___ EXTRACT TO READ

A filename component is a string of up to 255 characters. These filenames are stored in a type of file called a directory. The information in a directory about a file is called a directory entry and includes, in addition to the filename, a pointer to the file itself. Directory entries may refer to other directories, as well as to plain files. A hierarchy of directories and files is thus formed, and is called a filesystem;

Figure 2-2. A small filesystem

a small one is shown in Figure 2-2. Directories may contain subdirectories, and there is no inherent limitation to the depth with which directory nesting may occur. To protect the consistency of the filesystem, the kernel does not permit processes to write directly into directories. A filesystem may include not only plain files and directories, but also references to other objects, such as devices and sockets.

The filesystem forms a tree, the beginning of which is the root directory, sometimes referred to by the name slash, spelled with a single solidus character (/). The root directory contains files; in our example in Fig 2.2, it contains vmunix, a copy of the kernel-executable object file. It also contains directories; in this example, it contains the usr directory. Within the usr directory is the bin directory, which mostly contains executable object code of programs, such as the files ls and vi.

A process identifies a file by specifying that file's pathname, which is a string composed of zero or more filenames separated by slash (/) characters. The kernel associates two directories with each process for use in interpreting pathnames. A process's root directory is the topmost point in the filesystem that the process can access; it is ordinarily set to the root directory of the entire filesystem. A pathname beginning with a slash is called an absolute pathname, and is interpreted by the kernel starting with the process's root directory.

A pathname that does not begin with a slash is called a relative pathname, and is interpreted relative to the current working directory of the process. (This directory also is known by the shorter names current directory or working directory.) The current directory itself may be referred to directly by the name dot, spelled with a single period (.). The filename dot-dot (..) refers to a directory's parent directory. The root directory is its own parent.

A process may set its root directory with the chroot system call, and its current directory with the chdir system call. Any process may do chdir at any time, but chroot is permitted only a process with superuser privileges. Chroot is normally used to set up restricted access to the system.

Using the filesystem shown in Fig. 2.2, if a process has the root of the filesystem as its root directory, and has /usr as its current directory, it can refer to the file vi either from the root with the absolute pathname /usr/bin/vi, or from its current directory with the relative pathname bin/vi.

System utilities and databases are kept in certain well-known directories. Part of the well-defined hierarchy includes a directory that contains the home directory for each user -- for example, /usr/staff/mckusick and /usr/staff/karels in Fig. 2.2. When users log in, the current working directory of their shell is set to the home directory. Within their home directories, users can create directories as easily as they can regular files. Thus, a user can build arbitrarily complex subhierarchies.

______

WHAT IS ASKED =
(1) According to the passage on the filesystem, which system call sets a process's root directory, and who may use it?
(2) Continue the passage on the filesystem from where it stops.

___ PROVIDED RECORDS

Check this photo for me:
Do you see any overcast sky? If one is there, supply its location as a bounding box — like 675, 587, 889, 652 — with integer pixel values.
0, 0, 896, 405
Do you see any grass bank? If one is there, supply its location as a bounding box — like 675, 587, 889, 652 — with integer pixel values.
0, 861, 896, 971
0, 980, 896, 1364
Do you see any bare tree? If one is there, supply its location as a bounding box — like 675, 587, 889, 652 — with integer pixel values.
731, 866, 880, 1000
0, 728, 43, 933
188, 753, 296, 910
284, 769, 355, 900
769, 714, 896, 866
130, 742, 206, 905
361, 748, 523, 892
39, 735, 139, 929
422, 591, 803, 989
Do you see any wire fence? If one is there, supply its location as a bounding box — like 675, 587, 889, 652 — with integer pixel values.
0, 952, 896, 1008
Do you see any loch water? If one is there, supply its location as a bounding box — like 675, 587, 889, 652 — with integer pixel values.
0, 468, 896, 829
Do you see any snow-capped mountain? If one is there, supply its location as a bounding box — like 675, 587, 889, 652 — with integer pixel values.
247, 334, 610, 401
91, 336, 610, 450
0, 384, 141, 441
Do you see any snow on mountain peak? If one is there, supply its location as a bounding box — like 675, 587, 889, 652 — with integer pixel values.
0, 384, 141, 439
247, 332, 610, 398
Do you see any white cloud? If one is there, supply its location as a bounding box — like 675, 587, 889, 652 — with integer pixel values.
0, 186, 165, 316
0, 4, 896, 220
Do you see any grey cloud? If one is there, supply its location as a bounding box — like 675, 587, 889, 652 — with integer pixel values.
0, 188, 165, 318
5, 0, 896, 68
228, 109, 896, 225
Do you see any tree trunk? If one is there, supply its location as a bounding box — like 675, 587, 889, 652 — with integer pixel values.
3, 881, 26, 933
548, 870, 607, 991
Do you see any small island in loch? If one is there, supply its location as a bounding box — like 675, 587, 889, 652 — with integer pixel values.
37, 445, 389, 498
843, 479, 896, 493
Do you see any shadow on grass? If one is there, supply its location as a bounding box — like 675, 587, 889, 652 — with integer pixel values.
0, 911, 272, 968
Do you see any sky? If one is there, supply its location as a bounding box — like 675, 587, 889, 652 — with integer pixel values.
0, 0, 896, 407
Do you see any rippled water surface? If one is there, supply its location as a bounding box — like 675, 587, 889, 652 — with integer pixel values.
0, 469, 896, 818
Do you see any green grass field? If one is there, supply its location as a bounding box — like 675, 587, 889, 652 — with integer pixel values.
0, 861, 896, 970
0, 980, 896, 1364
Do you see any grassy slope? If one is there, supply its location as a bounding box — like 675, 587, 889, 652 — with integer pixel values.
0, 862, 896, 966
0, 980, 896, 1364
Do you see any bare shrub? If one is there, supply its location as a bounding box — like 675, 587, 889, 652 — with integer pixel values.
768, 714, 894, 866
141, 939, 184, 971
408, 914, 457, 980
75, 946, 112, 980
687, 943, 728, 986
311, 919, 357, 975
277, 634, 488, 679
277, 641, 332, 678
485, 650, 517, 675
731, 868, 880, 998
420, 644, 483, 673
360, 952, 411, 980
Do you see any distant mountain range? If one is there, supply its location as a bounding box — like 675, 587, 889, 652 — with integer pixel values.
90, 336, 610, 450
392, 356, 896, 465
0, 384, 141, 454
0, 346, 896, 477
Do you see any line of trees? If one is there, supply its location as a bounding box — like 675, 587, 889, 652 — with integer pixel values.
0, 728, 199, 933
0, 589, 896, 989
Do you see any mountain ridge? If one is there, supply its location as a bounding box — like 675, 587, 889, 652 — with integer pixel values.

______

IN RESPONSE =
(1) The chroot system call, which only a process with superuser privileges may use.

(2)
The user usually knows of only one filesystem, but the system may know that this one virtual filesystem is really composed of several physical filesystems, each on a different device. A physical filesystem may not span multiple hardware devices. Since most physical disk devices are divided into several logical devices, there may be more than one filesystem per physical device, but there will be no more than one per logical device. One filesystem -- the filesystem that anchors all absolute pathnames -- is called the root filesystem, and is always available. Others may be mounted; that is, they may be integrated into the directory hierarchy of the root filesystem. References to a directory that has a filesystem mounted on it are converted transparently by the kernel into references to the root directory of the mounted filesystem.

The link system call takes the name of an existing file and another name to create for that file. After a successful link, the file can be accessed by either filename. A filename can be removed with the unlink system call. When the final name for a file is removed (and the final process that has the file open closes it), the file is deleted.

Files are organized hierarchically in directories. A directory is a type of file, but, in contrast to regular files, a directory has a structure imposed on it by the system. A process can read a directory as it would an ordinary file, but only the kernel is permitted to modify a directory. Directories are created by the mkdir system call and are removed by the rmdir system call. Before 4.2BSD, the mkdir and rmdir system calls were implemented by a series of link and unlink system calls being done. There were three reasons for adding systems calls explicitly to create and delete directories:

  1. The operation could be made atomic. If the system crashed, the directory would not be left half-constructed, as could happen when a series of link operations were used.

  2. When a networked filesystem is being run, the creation and deletion of files and directories need to be specified atomically so that they can be serialized.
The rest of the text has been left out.